WORK TO BE COMPLETED:
Continue the blog post below about the late-night prayer meeting and the visit to IHOP, picking up after its final sentence.

TEXT EXCERPT:
Saturday, May 31, 2008

The things you learn the hard way


Okay so I was a little hopeful in that Marcus would maintain his composure and attitude at prayer and pancakes but I was wrong- I was hoping the great behavior would continue on at IHOP at 1 in the morning but I was wrong.

So next time we have prayer and pancakes we will be leaving out the pancakes part and coming home.

So last night a group of Northsiders gathered at the church for prayer at 11 pm - call it crazy but my heart was reignited for missions in such a way it was only too be God- I love missions but there was something different when I prayed last night that just overwhelmed me with emotion - I think the chair I was at is soaked with tear stains- I mean I sobbed - and was just amazed with compassion for missions -

We always hear that God's heartbeat is for missions- and I believe that as well - but there are no words I can express for how my heart felt last night and early this morning.

I have been praying this week for India and the church building project and if 70 people at church would give $100 we could raise enough money to build a church- just 70 people . If we pull our resources together and allow God to stretch us a little just think of the magnitude that could be impacted. Not only in India but here in Tampa-

My heart is so full with anticipation for services tomorrow - I can sense God going to do a mighty work in our Northside Family.
My words and heart right now can not be expressed and I can not explain it but I know we serve an Awesome God and He was Awesome in that place last night and earlier this morning.

2 comments:

Dr. Deanna DossShrodes said...

two things...

First..."you're the Mom" and of course the decisions rest with you but if I may put my two cents in here, I just want to give my opinion that Marcus did really, really good except for the last few minutes at the restaurant. I mean, he was so good up til like that last 5 minutes when you had to take him over to the other seat and talk to him. Honestly Michele, by that time I felt a little cranky myself and I'm 41 years old. Ha ha! LOL I think he did really, really good for it being the middle of the night and for the issues he normally deals with and everything I thought it was really a good night for him.

Part of a data file

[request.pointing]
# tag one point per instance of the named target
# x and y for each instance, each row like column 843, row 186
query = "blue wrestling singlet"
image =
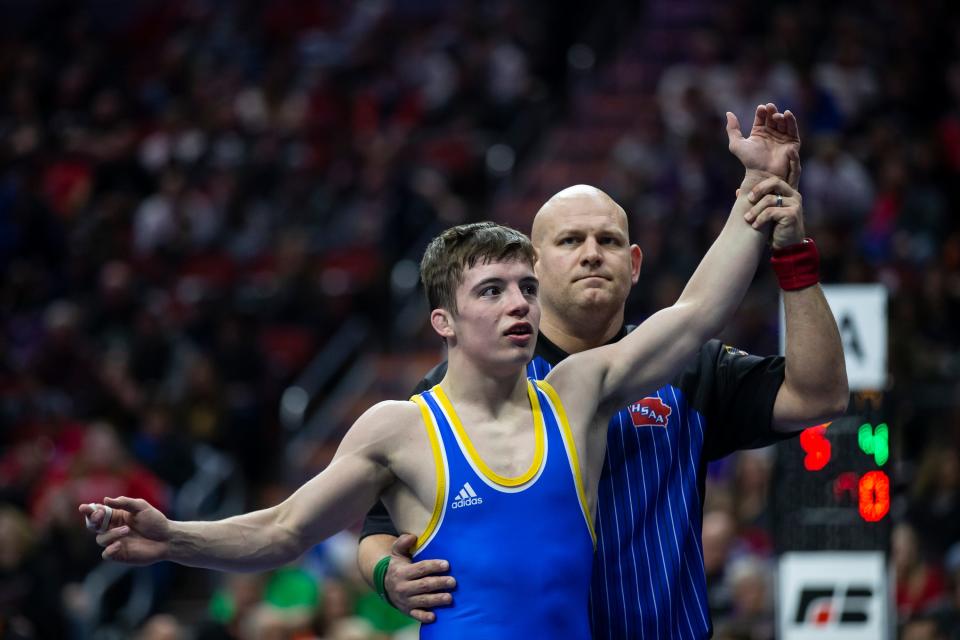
column 521, row 548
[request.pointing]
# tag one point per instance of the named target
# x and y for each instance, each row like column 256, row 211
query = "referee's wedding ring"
column 105, row 523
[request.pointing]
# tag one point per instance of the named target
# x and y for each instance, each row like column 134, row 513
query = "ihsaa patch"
column 650, row 412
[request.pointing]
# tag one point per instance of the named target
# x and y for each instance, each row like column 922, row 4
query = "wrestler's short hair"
column 460, row 248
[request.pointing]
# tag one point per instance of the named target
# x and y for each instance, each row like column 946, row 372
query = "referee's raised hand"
column 131, row 530
column 773, row 143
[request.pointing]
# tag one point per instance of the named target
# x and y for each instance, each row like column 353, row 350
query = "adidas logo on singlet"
column 466, row 498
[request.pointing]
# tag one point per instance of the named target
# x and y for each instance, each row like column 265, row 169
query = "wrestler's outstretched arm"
column 652, row 354
column 339, row 496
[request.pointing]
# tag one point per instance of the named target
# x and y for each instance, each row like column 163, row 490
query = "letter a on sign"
column 861, row 314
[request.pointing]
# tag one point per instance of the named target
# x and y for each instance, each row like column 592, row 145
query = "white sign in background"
column 861, row 314
column 832, row 595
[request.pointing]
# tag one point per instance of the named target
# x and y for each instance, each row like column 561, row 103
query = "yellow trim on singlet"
column 539, row 428
column 439, row 500
column 567, row 434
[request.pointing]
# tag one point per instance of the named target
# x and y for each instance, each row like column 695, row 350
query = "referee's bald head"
column 584, row 196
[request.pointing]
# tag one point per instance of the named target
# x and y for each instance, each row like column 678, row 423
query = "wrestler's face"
column 497, row 315
column 584, row 256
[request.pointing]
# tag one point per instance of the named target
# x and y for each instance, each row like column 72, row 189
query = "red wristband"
column 797, row 266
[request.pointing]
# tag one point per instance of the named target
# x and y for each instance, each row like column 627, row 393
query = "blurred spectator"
column 29, row 581
column 162, row 627
column 750, row 582
column 920, row 584
column 719, row 531
column 935, row 501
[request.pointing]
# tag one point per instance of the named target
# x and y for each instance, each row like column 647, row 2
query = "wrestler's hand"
column 414, row 587
column 136, row 532
column 774, row 137
column 787, row 216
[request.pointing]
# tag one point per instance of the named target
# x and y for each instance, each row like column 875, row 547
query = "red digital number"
column 814, row 442
column 874, row 496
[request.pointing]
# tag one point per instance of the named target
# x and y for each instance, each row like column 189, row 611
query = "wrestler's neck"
column 577, row 329
column 488, row 390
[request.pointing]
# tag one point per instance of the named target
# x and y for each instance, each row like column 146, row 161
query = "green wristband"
column 379, row 575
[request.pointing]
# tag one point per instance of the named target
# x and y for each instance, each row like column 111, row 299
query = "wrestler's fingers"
column 97, row 517
column 774, row 185
column 424, row 568
column 774, row 214
column 778, row 123
column 108, row 538
column 769, row 200
column 133, row 505
column 795, row 169
column 793, row 130
column 431, row 601
column 421, row 616
column 429, row 585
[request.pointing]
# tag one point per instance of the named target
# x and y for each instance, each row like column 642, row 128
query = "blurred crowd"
column 196, row 194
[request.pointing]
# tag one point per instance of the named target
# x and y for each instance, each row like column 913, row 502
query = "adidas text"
column 465, row 502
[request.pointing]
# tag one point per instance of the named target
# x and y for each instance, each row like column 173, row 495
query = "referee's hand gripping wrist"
column 415, row 588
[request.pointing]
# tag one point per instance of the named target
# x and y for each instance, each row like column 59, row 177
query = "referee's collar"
column 553, row 354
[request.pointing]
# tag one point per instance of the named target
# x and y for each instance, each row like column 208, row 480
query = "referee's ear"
column 636, row 259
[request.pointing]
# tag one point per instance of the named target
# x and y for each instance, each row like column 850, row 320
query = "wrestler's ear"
column 442, row 322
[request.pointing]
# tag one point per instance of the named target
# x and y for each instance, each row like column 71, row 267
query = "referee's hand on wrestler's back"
column 137, row 532
column 416, row 587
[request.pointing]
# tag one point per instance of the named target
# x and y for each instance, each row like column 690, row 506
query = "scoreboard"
column 831, row 488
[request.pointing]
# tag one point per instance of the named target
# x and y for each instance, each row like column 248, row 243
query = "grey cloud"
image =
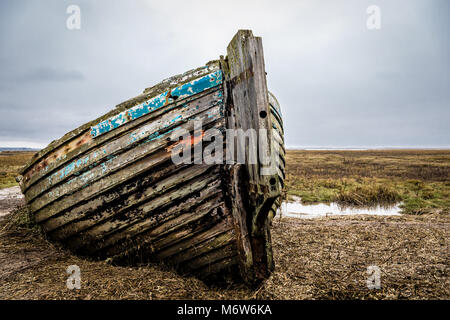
column 338, row 83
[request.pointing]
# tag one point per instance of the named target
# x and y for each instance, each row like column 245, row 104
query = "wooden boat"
column 111, row 190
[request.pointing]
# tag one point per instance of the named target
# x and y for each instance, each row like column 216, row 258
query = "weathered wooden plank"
column 217, row 267
column 132, row 205
column 211, row 257
column 81, row 148
column 134, row 140
column 181, row 92
column 183, row 252
column 148, row 243
column 137, row 233
column 127, row 216
column 47, row 154
column 247, row 87
column 120, row 164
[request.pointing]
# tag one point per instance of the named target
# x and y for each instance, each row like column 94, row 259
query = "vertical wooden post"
column 248, row 109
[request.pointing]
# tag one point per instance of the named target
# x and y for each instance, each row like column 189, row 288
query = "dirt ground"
column 324, row 258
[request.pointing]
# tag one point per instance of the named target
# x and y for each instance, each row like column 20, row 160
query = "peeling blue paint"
column 181, row 92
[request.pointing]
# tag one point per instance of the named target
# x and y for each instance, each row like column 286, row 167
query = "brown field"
column 10, row 164
column 324, row 258
column 419, row 178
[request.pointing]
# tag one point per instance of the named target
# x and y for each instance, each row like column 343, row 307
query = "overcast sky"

RESULT FOR THIS EXERCISE:
I know sometimes you don't see the forest for the trees because you are with him all the time and it's hard sometimes for you to realize just how far he (and you) are coming and how improved things are.

I really enjoyed having him at the IHOP and I just want you to know that. Of course, you are the Mom and you know what's best. I am just sayin'...the boy is really doing so much better than he was and I think that he lasted as long as he did last night is really, really a major thing.

Second - YES, YES, YES. My heart is resonating with what you are saying about missions and what you are feeling. Lord yes! And the $100 from 70 people thing...YES. Hearing it in those terms...makes it sound........so doable, and quickly. You have come up with a great idea.

My heart too, is absolutely beating right now that we reach the nations...and after all, missions is.......the heartbeat of God.

Love you and had a really great time with you guys last night.

Michele said...

Thank you PD-
He did well - I will agree with you- but when he gets that little cute little grin on that is the sign we are past the threshold- some do not see it - I just know it-I am very proud of how well he did especially at prayer time he prayed he read his devotional- and the devotional by the way that you all gave him and loves and can not put it down.
and you are right there are times where the forest seems overwhleming at times. but we have come a long way- him and myself- I am proud of both of us-
I had a great time with you all too.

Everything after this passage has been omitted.